::: Given entries
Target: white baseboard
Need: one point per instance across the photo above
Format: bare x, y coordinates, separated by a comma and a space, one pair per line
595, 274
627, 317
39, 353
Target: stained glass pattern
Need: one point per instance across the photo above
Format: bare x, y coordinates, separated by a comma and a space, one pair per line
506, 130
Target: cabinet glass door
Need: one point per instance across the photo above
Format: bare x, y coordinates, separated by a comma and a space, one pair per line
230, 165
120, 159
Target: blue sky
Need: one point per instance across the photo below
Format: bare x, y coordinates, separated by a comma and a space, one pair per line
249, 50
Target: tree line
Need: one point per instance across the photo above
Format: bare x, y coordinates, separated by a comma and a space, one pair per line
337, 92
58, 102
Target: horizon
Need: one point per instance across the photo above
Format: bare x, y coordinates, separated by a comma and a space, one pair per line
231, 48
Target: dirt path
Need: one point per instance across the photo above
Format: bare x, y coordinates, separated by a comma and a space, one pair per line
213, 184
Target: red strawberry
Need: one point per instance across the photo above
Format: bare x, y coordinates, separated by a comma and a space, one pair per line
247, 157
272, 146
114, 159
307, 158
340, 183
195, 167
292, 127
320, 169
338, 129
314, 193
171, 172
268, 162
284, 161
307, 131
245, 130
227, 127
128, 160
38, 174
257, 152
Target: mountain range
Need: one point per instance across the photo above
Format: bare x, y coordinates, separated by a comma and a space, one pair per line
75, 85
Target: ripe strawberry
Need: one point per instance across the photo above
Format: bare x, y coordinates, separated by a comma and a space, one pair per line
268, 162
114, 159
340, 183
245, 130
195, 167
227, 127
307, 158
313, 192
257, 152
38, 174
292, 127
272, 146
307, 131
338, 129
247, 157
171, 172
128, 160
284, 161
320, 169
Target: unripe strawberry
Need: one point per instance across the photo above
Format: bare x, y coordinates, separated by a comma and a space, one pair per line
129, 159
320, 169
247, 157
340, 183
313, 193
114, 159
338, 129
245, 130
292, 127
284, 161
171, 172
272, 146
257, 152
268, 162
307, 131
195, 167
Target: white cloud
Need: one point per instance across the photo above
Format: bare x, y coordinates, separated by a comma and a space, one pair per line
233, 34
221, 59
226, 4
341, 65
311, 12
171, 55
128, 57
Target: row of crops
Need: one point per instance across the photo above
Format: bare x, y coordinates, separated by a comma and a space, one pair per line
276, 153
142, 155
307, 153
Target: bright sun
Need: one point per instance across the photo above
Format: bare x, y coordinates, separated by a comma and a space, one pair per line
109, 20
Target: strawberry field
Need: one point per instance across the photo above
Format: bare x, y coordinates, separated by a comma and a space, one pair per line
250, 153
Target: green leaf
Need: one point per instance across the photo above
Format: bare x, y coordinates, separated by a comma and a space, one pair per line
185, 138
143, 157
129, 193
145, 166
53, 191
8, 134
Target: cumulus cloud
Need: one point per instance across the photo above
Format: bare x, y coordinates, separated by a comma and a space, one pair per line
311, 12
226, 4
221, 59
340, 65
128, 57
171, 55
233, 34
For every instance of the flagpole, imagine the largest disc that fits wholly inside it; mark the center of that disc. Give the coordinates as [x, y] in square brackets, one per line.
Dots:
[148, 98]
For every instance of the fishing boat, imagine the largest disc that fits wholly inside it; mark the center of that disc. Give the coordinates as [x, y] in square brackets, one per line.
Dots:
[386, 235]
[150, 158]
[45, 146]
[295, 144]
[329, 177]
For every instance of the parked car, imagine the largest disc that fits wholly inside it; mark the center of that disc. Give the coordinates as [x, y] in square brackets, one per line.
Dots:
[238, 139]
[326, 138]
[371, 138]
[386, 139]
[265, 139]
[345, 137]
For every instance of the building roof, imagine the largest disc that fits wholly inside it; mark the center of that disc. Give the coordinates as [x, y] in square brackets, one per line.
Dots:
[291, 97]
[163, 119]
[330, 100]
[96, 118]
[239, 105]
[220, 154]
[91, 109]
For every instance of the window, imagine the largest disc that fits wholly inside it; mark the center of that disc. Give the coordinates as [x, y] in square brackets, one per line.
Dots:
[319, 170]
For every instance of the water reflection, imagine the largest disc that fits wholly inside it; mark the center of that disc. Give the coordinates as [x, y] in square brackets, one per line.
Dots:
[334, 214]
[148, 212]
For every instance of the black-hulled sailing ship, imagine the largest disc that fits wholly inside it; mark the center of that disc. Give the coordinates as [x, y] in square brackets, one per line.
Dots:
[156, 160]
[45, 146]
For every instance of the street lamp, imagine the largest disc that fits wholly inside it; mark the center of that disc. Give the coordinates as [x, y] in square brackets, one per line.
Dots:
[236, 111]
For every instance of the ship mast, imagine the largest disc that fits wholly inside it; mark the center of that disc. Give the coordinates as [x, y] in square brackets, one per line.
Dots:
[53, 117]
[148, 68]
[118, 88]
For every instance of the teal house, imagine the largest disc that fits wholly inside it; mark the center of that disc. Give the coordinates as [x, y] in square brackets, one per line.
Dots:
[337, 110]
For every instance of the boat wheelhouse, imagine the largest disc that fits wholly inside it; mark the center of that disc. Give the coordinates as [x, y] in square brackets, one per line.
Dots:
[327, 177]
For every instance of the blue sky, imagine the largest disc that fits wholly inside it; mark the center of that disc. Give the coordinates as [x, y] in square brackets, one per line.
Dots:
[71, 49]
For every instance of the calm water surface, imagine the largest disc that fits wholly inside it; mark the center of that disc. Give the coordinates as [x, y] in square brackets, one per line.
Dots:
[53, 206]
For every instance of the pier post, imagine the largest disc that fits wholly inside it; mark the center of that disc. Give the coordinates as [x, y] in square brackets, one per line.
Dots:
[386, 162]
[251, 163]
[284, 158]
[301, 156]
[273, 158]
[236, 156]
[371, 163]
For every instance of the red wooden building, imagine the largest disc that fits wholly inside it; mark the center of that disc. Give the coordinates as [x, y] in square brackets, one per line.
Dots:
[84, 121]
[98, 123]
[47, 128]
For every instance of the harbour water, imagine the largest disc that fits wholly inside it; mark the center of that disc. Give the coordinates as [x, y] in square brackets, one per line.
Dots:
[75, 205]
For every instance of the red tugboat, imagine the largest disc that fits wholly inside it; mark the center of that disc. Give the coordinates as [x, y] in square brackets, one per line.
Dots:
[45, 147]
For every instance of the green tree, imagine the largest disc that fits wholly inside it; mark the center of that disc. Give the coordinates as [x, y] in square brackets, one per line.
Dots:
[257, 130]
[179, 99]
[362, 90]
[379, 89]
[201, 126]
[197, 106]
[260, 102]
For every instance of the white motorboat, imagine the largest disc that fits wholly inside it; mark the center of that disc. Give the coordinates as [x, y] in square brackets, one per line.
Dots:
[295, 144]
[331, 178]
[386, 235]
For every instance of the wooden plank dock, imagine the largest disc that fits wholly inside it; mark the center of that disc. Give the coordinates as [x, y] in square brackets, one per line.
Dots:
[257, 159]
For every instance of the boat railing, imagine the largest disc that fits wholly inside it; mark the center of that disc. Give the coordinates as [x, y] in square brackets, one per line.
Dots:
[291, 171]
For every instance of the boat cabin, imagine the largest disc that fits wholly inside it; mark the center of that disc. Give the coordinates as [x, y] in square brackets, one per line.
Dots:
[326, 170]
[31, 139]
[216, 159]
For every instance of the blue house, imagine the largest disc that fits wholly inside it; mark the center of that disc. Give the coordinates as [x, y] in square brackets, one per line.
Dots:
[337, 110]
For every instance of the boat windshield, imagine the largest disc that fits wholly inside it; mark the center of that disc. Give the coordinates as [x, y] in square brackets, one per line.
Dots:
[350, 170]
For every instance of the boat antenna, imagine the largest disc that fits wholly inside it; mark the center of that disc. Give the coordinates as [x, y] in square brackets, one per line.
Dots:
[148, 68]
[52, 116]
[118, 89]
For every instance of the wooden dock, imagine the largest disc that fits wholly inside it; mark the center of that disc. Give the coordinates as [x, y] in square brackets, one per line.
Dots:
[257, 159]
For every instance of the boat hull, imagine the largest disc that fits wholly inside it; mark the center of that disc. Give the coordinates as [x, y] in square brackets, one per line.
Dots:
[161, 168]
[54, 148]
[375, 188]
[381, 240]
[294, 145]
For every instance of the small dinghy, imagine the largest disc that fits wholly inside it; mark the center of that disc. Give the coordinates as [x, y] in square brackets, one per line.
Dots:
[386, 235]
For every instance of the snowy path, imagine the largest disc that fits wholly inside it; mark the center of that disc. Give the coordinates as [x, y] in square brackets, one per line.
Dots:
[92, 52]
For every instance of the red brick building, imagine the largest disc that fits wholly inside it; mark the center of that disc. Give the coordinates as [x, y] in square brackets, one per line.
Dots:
::::::
#### Task statement:
Count up the lines in the preceding data that include the word "green"; respond with the number only.

#### Response to this exercise:
2